#### EXCERPTED PASSAGE
Cities under siege
Guernica remains one of the most potent depictions of the true horror of war. As the world
As the United States and Britain prepare to go to war against a madman, it is wise to remember another time when much of the world was in crisis, a time when people everywhere also eyed with deep suspicion a dark-moustached dictator who appeared bent on terror, death and dominion.
Fully three years prior to his 1939 invasion of Poland, Adolf Hitler had sent planes, tanks and troops into Spain in support of the Spanish generals, led by Francisco Franco, who were attempting to overthrow that country's popularly elected government. In January 1937, Hitler personally had warned the citizens of Spain's Basque region that they should end their resistance to the generals or face annihilation. Then, on 26 April of that year, in the late afternoon of a busy market day in the town of Guernica - home of the sacred oak tree beneath which Basque leaders and Castilian monarchs had sworn for centuries to uphold democratic rights - Hitler's Luftwaffe began a relentless bombing and machine-gunning of businesses, homes and innocent inhabitants. Three and a half hours later, the village lay in ruin, its population decimated.
Hitler's act of terror and unspeakable cruelty - the first intentional, large-scale attack against a non-military target in modern warfare - outraged hundreds of thousands of people who previously had simply observed the machinations of the German leader with apprehension. Immediate condemnations were expressed around the world, yet not a single government was moved to change its policies toward Germany or come to the aid of the embattled Spanish Republic. The boldest reaction to the bombing, in fact, came when Pablo Picasso, at that time a Spanish expatriate living in Paris, responded with artistic fury. Reacting almost immediately to the devastation in his homeland, he began work on a massive canvas that would become his testament in opposition to the horrors of war, a mural that is widely regarded as the most important artwork of the bloody 20th century.

#### PROBLEMS TO WORK ON
(a) Answer these questions from the Guernica text:
(i) On what date did the Luftwaffe begin bombing Guernica?
(ii) How long after the bombing began did the village lie in ruin?
(iii) In what city was Pablo Picasso living at the time of the bombing?
(b) Write out the part of the Guernica text starting at "Cities under siege" and ending at "death and dominion.".
The entries have no connection to the Guernica text.

#### DATA SECTION

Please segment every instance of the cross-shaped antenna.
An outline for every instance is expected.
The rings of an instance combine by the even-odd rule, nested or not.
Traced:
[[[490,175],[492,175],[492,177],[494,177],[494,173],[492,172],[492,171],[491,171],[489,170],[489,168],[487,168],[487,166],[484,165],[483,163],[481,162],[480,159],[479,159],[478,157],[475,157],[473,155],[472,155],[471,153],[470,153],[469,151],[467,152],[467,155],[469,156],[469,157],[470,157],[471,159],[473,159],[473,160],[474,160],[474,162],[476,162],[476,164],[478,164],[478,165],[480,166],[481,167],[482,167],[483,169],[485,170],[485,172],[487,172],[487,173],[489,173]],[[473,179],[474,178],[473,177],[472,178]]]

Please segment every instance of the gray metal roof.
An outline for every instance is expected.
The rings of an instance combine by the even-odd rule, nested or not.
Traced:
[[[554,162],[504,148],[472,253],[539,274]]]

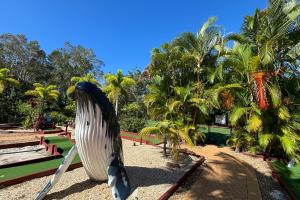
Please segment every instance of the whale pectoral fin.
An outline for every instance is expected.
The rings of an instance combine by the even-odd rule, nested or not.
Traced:
[[[44,187],[44,189],[38,194],[38,196],[35,198],[35,200],[42,200],[47,193],[51,190],[51,188],[59,181],[61,178],[62,174],[68,169],[70,164],[72,163],[74,157],[76,156],[78,150],[76,145],[74,145],[68,154],[65,156],[63,161],[61,162],[59,168],[55,172],[54,176],[52,179],[47,183],[47,185]]]
[[[114,158],[107,168],[108,184],[112,187],[112,195],[115,200],[126,199],[131,191],[129,179],[122,163]]]

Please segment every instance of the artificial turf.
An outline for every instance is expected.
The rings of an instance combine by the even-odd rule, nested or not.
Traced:
[[[272,162],[273,168],[279,173],[283,181],[294,192],[297,199],[300,199],[300,164],[288,168],[280,161]]]
[[[206,144],[226,146],[226,141],[230,136],[230,129],[226,127],[210,127],[210,131],[208,132],[207,126],[201,126],[200,130],[205,135]]]
[[[63,153],[62,153],[63,156],[65,156],[73,146],[73,144],[66,138],[47,137],[46,139],[49,140],[50,144],[56,144],[58,148],[63,149]],[[58,168],[62,160],[63,158],[58,158],[58,159],[43,161],[39,163],[0,169],[0,182],[46,171],[53,168]],[[79,163],[79,162],[80,162],[80,158],[78,155],[76,155],[72,163]]]

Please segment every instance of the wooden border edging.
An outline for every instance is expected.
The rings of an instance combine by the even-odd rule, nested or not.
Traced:
[[[8,164],[0,165],[0,169],[8,168],[8,167],[16,167],[16,166],[32,164],[32,163],[38,163],[38,162],[44,162],[44,161],[54,160],[54,159],[62,158],[62,157],[63,157],[62,155],[52,155],[52,156],[43,157],[43,158],[36,158],[36,159],[32,159],[32,160],[24,160],[24,161],[15,162],[15,163],[8,163]]]
[[[289,198],[291,200],[297,200],[297,197],[296,197],[295,193],[287,186],[287,184],[284,182],[284,180],[282,179],[282,177],[280,176],[280,174],[274,169],[274,167],[272,166],[272,164],[270,162],[268,162],[268,165],[269,165],[270,169],[272,170],[272,177],[278,181],[278,183],[280,184],[280,186],[288,194]]]
[[[178,188],[184,183],[184,181],[190,176],[202,163],[204,162],[205,158],[201,157],[197,163],[195,163],[191,169],[189,169],[185,174],[175,183],[171,186],[170,189],[168,189],[163,195],[161,195],[158,200],[167,200],[169,199],[177,190]]]
[[[79,167],[82,167],[81,162],[71,164],[67,171],[71,171],[71,170],[79,168]],[[19,177],[19,178],[10,179],[10,180],[7,180],[7,181],[0,182],[0,189],[5,188],[7,186],[23,183],[25,181],[29,181],[29,180],[32,180],[32,179],[35,179],[35,178],[40,178],[40,177],[43,177],[43,176],[49,176],[49,175],[55,174],[57,169],[58,168],[49,169],[49,170],[38,172],[38,173],[35,173],[35,174],[30,174],[30,175],[27,175],[27,176],[22,176],[22,177]]]
[[[39,145],[39,141],[14,143],[14,144],[2,144],[0,145],[0,149],[18,148],[18,147],[35,146],[35,145]]]
[[[41,134],[53,134],[53,133],[62,133],[64,132],[61,128],[57,128],[54,130],[42,130]]]
[[[133,139],[133,138],[130,138],[130,137],[121,136],[121,138],[131,140],[131,141],[136,141],[136,139]],[[146,142],[145,144],[163,149],[163,147],[161,147],[161,146],[149,144],[148,142]],[[170,149],[170,148],[167,147],[167,149]],[[178,188],[186,181],[188,176],[190,176],[205,161],[204,156],[200,156],[200,155],[198,155],[198,154],[196,154],[192,151],[189,151],[187,149],[180,149],[179,152],[187,154],[187,155],[195,156],[195,157],[199,158],[200,160],[198,160],[187,172],[185,172],[184,175],[178,181],[176,181],[175,184],[173,184],[163,195],[161,195],[158,198],[158,200],[167,200],[167,199],[169,199],[178,190]]]

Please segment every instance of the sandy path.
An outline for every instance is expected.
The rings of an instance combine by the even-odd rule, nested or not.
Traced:
[[[153,200],[160,197],[196,162],[196,158],[182,155],[180,168],[169,168],[170,157],[163,157],[162,149],[150,145],[133,146],[122,140],[124,161],[133,195],[130,199]],[[195,160],[194,160],[195,159]],[[34,199],[52,178],[46,176],[0,190],[0,199]],[[66,172],[49,192],[46,199],[112,199],[111,188],[88,179],[84,168]]]
[[[232,156],[229,148],[214,145],[188,148],[204,155],[206,162],[184,200],[261,199],[255,170]]]

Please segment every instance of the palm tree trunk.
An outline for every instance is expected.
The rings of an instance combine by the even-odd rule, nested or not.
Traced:
[[[167,156],[167,136],[164,134],[164,156]]]
[[[115,109],[116,109],[116,116],[118,116],[118,104],[119,104],[119,97],[117,96],[117,98],[116,98],[116,107],[115,107]]]

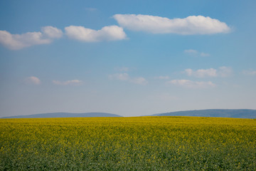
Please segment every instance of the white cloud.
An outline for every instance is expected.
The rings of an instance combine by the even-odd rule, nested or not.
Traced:
[[[213,88],[216,85],[211,81],[193,81],[190,80],[172,80],[167,83],[188,88]]]
[[[131,78],[129,74],[126,73],[109,75],[108,77],[111,80],[124,81],[135,84],[146,85],[148,83],[148,81],[143,77]]]
[[[48,38],[59,38],[63,36],[61,30],[53,26],[43,27],[42,31]]]
[[[27,83],[30,83],[30,84],[36,84],[36,85],[41,84],[40,79],[35,76],[27,77],[26,78],[25,81]]]
[[[242,71],[242,73],[247,76],[256,76],[256,71],[252,69]]]
[[[121,71],[121,72],[127,72],[130,70],[129,68],[128,67],[125,67],[125,66],[123,66],[123,67],[116,67],[114,68],[116,71]]]
[[[159,80],[168,80],[170,78],[169,76],[159,76],[159,77],[155,77],[155,78],[156,79],[159,79]]]
[[[233,73],[231,67],[221,66],[218,70],[218,76],[220,77],[228,77]]]
[[[216,77],[217,76],[217,71],[213,68],[210,69],[199,69],[197,71],[193,71],[192,69],[186,69],[185,73],[188,76],[195,76],[198,78],[203,77]]]
[[[0,43],[11,50],[18,50],[38,44],[48,44],[53,38],[60,38],[62,31],[53,26],[45,26],[42,31],[28,32],[23,34],[11,34],[0,31]]]
[[[225,23],[203,16],[174,19],[142,14],[115,14],[113,17],[124,28],[152,33],[213,34],[230,31]]]
[[[127,81],[130,79],[128,73],[115,73],[113,75],[110,75],[109,78],[112,80],[120,80],[120,81]]]
[[[53,83],[55,85],[81,85],[82,83],[82,81],[80,80],[71,80],[71,81],[53,81]]]
[[[184,73],[186,73],[188,76],[194,76],[198,78],[217,76],[227,77],[232,73],[232,68],[226,66],[220,67],[218,70],[209,68],[193,71],[191,68],[188,68],[185,70]]]
[[[201,52],[201,53],[200,53],[200,56],[202,57],[206,57],[206,56],[209,56],[210,54],[207,53]]]
[[[146,85],[148,83],[147,81],[143,77],[132,78],[130,81],[132,83],[140,85]]]
[[[97,9],[95,8],[85,8],[85,10],[89,12],[94,12],[97,11]]]
[[[101,30],[92,30],[83,26],[70,26],[65,28],[65,34],[70,38],[85,42],[118,41],[126,38],[122,27],[105,26]]]
[[[204,52],[198,52],[196,50],[194,49],[187,49],[184,51],[184,53],[191,55],[191,56],[202,56],[202,57],[206,57],[206,56],[209,56],[210,54],[207,53],[204,53]]]

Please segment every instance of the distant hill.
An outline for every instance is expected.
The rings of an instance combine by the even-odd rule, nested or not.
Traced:
[[[121,115],[106,113],[49,113],[30,115],[9,116],[1,118],[84,118],[84,117],[122,117]]]
[[[153,115],[155,116],[200,116],[235,118],[256,118],[256,110],[251,109],[208,109],[171,112]]]

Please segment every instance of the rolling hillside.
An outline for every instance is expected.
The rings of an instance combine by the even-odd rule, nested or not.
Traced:
[[[84,118],[84,117],[122,117],[121,115],[107,113],[49,113],[30,115],[17,115],[3,117],[1,118]]]
[[[256,118],[256,110],[250,109],[208,109],[171,112],[155,114],[157,116],[200,116],[235,118]]]

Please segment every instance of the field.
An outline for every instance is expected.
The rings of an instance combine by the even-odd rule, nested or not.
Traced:
[[[256,120],[0,120],[0,170],[256,170]]]

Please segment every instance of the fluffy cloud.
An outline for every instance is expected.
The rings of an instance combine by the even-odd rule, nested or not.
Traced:
[[[242,73],[247,76],[256,76],[256,71],[250,70],[245,70],[242,71]]]
[[[213,88],[215,84],[211,81],[193,81],[190,80],[172,80],[167,82],[169,84],[176,85],[188,88]]]
[[[210,56],[209,53],[204,53],[204,52],[198,52],[198,51],[194,50],[194,49],[185,50],[184,53],[186,53],[187,54],[189,54],[189,55],[191,55],[191,56],[202,56],[202,57],[206,57],[206,56]]]
[[[156,79],[159,79],[159,80],[168,80],[168,79],[169,79],[170,78],[169,77],[169,76],[158,76],[158,77],[155,77],[154,78],[156,78]]]
[[[127,81],[130,79],[128,73],[115,73],[113,75],[110,75],[109,78],[111,80],[120,80],[120,81]]]
[[[30,84],[36,84],[36,85],[41,84],[40,79],[35,76],[27,77],[26,78],[25,81],[27,83],[30,83]]]
[[[80,80],[71,80],[71,81],[53,81],[53,83],[55,85],[81,85],[82,83],[82,81]]]
[[[53,38],[60,38],[63,34],[61,30],[53,26],[45,26],[41,30],[23,34],[0,31],[0,43],[9,49],[18,50],[33,45],[50,43]]]
[[[65,31],[70,38],[86,42],[118,41],[126,38],[123,28],[117,26],[105,26],[97,31],[83,26],[70,26],[65,27]]]
[[[124,81],[135,84],[146,85],[148,83],[148,81],[143,77],[131,78],[129,74],[126,73],[115,73],[110,75],[108,77],[111,80]]]
[[[227,77],[232,73],[232,68],[230,67],[222,66],[218,70],[210,68],[210,69],[198,69],[193,71],[191,68],[186,69],[186,73],[188,76],[195,76],[198,78],[204,77]]]
[[[124,28],[152,33],[213,34],[230,31],[225,23],[203,16],[174,19],[141,14],[116,14],[113,17]]]
[[[185,73],[189,76],[195,76],[199,78],[203,77],[216,77],[217,70],[213,68],[210,69],[199,69],[197,71],[193,71],[192,69],[186,69]]]
[[[233,73],[231,67],[221,66],[218,70],[218,76],[220,77],[228,77]]]

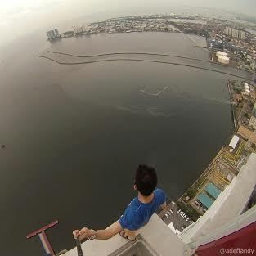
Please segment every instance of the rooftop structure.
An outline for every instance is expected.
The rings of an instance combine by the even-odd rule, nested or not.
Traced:
[[[256,144],[256,134],[249,130],[244,125],[240,125],[238,128],[237,134],[240,135],[246,140],[250,140],[253,143]]]
[[[238,141],[239,141],[239,137],[236,135],[234,135],[228,146],[234,150],[236,148]]]
[[[204,193],[201,193],[200,195],[199,195],[196,200],[200,201],[200,203],[202,203],[202,204],[205,206],[207,209],[209,209],[214,202],[214,200],[213,200],[210,197],[209,197]]]
[[[210,195],[213,198],[217,198],[219,194],[222,192],[221,190],[219,190],[218,188],[217,188],[213,183],[209,183],[205,188],[204,188],[205,191]]]

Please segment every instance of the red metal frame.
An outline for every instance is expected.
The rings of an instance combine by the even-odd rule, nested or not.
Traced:
[[[53,226],[55,226],[55,225],[56,225],[58,223],[59,223],[59,221],[56,220],[53,222],[52,222],[51,224],[46,225],[46,226],[43,227],[42,228],[40,228],[40,229],[38,229],[38,230],[37,230],[35,231],[33,231],[32,233],[27,235],[26,237],[27,237],[27,239],[29,239],[29,238],[31,238],[31,237],[33,237],[34,236],[38,235],[39,233],[42,233],[43,231],[46,231],[47,229],[52,227]]]

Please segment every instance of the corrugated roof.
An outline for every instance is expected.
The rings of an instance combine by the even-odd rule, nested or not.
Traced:
[[[209,183],[205,186],[205,191],[207,191],[213,198],[217,198],[218,195],[222,192],[218,188],[217,188],[213,183]]]
[[[204,193],[199,195],[196,199],[200,201],[207,209],[209,209],[214,202],[214,200]]]
[[[239,137],[236,135],[234,135],[228,146],[235,149],[238,141],[239,141]]]

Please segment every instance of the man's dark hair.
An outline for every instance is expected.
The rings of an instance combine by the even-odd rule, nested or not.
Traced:
[[[141,164],[135,173],[137,189],[145,196],[151,195],[157,184],[157,174],[154,168]]]

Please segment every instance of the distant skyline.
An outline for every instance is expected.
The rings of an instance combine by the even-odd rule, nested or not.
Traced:
[[[190,7],[207,7],[247,14],[256,17],[255,0],[8,0],[0,2],[0,45],[65,20],[98,19],[111,16],[153,12],[170,13]],[[191,8],[193,12],[193,8]],[[70,27],[74,24],[70,23]]]

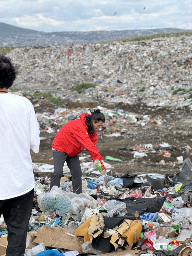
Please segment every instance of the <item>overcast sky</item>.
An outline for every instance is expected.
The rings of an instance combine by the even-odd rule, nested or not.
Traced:
[[[191,29],[192,14],[191,0],[0,0],[0,22],[45,32]]]

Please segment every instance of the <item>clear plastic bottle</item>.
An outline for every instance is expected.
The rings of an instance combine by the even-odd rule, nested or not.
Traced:
[[[107,175],[107,171],[104,170],[101,167],[101,163],[99,160],[95,160],[93,162],[94,164],[95,165],[98,170],[100,172],[101,175],[105,175],[106,176]]]
[[[85,205],[85,213],[84,214],[85,220],[88,220],[88,219],[92,217],[93,216],[92,211],[89,208],[87,204],[86,204]]]
[[[174,244],[167,244],[167,245],[160,245],[160,249],[166,251],[173,251],[178,247],[178,245]]]

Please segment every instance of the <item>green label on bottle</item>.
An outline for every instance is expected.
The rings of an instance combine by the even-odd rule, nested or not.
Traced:
[[[95,166],[97,168],[98,170],[100,172],[102,172],[102,171],[103,171],[103,169],[101,167],[101,166],[99,164],[95,164]]]

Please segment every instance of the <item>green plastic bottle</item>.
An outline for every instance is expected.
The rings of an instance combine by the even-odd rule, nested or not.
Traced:
[[[101,163],[99,160],[98,159],[95,160],[93,162],[93,164],[100,172],[100,173],[102,175],[105,175],[106,176],[107,176],[107,171],[106,170],[104,170],[102,169],[101,167]]]

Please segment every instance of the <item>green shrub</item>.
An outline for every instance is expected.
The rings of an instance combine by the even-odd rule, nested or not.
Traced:
[[[78,85],[74,88],[72,91],[77,91],[79,93],[80,93],[81,92],[84,93],[86,89],[88,88],[90,88],[91,87],[95,87],[95,86],[94,84],[92,84],[84,83],[79,84]]]
[[[161,107],[162,108],[171,108],[172,106],[171,105],[165,105],[164,106],[162,106]]]

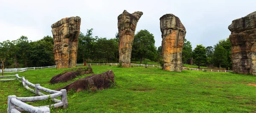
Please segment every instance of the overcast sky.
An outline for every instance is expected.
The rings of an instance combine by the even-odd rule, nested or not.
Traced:
[[[117,16],[124,10],[143,12],[136,32],[147,29],[161,46],[159,18],[166,14],[178,17],[193,48],[213,46],[228,38],[232,20],[256,11],[256,0],[0,0],[0,42],[21,35],[35,41],[51,35],[51,26],[63,18],[79,16],[80,31],[93,28],[93,36],[114,38]]]

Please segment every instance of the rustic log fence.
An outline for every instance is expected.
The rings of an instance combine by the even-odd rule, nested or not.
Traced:
[[[101,66],[101,65],[111,65],[111,66],[117,66],[119,65],[119,63],[88,63],[87,64],[87,65],[89,66]],[[83,64],[76,64],[77,66],[83,66]],[[155,67],[161,68],[162,66],[155,65],[148,65],[148,64],[131,64],[131,65],[132,66],[137,67]],[[49,68],[55,68],[56,66],[48,66],[48,67],[26,67],[24,68],[15,68],[15,69],[6,69],[4,70],[4,73],[8,72],[25,72],[28,70],[35,70],[38,69],[49,69]],[[210,70],[210,69],[198,69],[198,68],[190,68],[185,67],[182,67],[183,69],[188,70],[198,70],[198,71],[208,71],[211,72],[232,72],[233,71],[228,71],[228,70]],[[0,70],[0,73],[2,72],[2,70]],[[1,78],[0,77],[0,78]],[[1,81],[0,80],[0,81]]]
[[[5,81],[10,81],[17,79],[20,82],[22,83],[22,84],[25,88],[35,93],[36,96],[26,97],[17,97],[15,95],[8,96],[7,108],[7,112],[8,113],[20,113],[20,112],[23,111],[30,113],[50,113],[49,107],[56,108],[63,107],[64,108],[67,107],[68,103],[66,90],[61,90],[60,91],[50,90],[40,86],[40,84],[33,84],[29,82],[28,80],[26,80],[24,77],[19,77],[18,74],[15,75],[0,76],[0,78],[13,77],[16,77],[16,78],[1,80],[9,80]],[[19,80],[19,79],[21,81]],[[29,87],[29,86],[35,88],[35,90]],[[41,93],[41,91],[44,91],[51,94],[45,95]],[[61,97],[61,100],[55,99],[60,96]],[[56,103],[44,106],[34,107],[24,102],[45,100],[49,99],[49,98],[53,101]]]
[[[232,72],[233,71],[228,71],[228,70],[210,70],[210,69],[198,69],[198,68],[189,68],[185,67],[183,67],[182,69],[191,70],[196,70],[196,71],[211,71],[211,72]]]
[[[5,69],[3,70],[3,73],[10,73],[10,72],[22,72],[26,70],[35,70],[38,69],[45,69],[49,68],[55,68],[56,66],[48,66],[48,67],[26,67],[22,68],[14,68],[14,69]],[[0,73],[2,72],[2,70],[0,70]]]

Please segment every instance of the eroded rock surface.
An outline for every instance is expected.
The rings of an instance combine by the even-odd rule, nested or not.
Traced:
[[[162,32],[163,70],[170,71],[182,70],[182,49],[186,31],[180,19],[172,14],[160,18]]]
[[[119,63],[122,67],[129,67],[131,47],[139,20],[143,14],[141,12],[130,14],[124,10],[118,16],[117,26],[119,35]]]
[[[233,71],[256,75],[256,12],[233,20],[228,29]]]
[[[56,90],[66,89],[67,91],[74,90],[76,92],[84,90],[93,91],[97,89],[102,90],[110,87],[114,81],[114,72],[112,70],[109,70],[100,74],[93,75],[79,79],[63,88]]]
[[[87,67],[79,67],[65,70],[64,72],[58,74],[51,79],[50,83],[54,84],[60,82],[67,82],[77,76],[84,74],[93,73],[93,69],[90,66]]]
[[[76,66],[81,22],[81,18],[77,16],[63,18],[52,25],[52,52],[57,69]]]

#### TASK ANSWERS
(a)
(i) 26 April 1937
(ii) Three and a half hours
(iii) Paris

(b)
Cities under siege
Guernica remains one of the most potent depictions of the true horror of war. As the world
As the United States and Britain prepare to go to war against a madman, it is wise to remember another time when much of the world was in crisis, a time when people everywhere also eyed with deep suspicion a dark-moustached dictator who appeared bent on terror, death and dominion.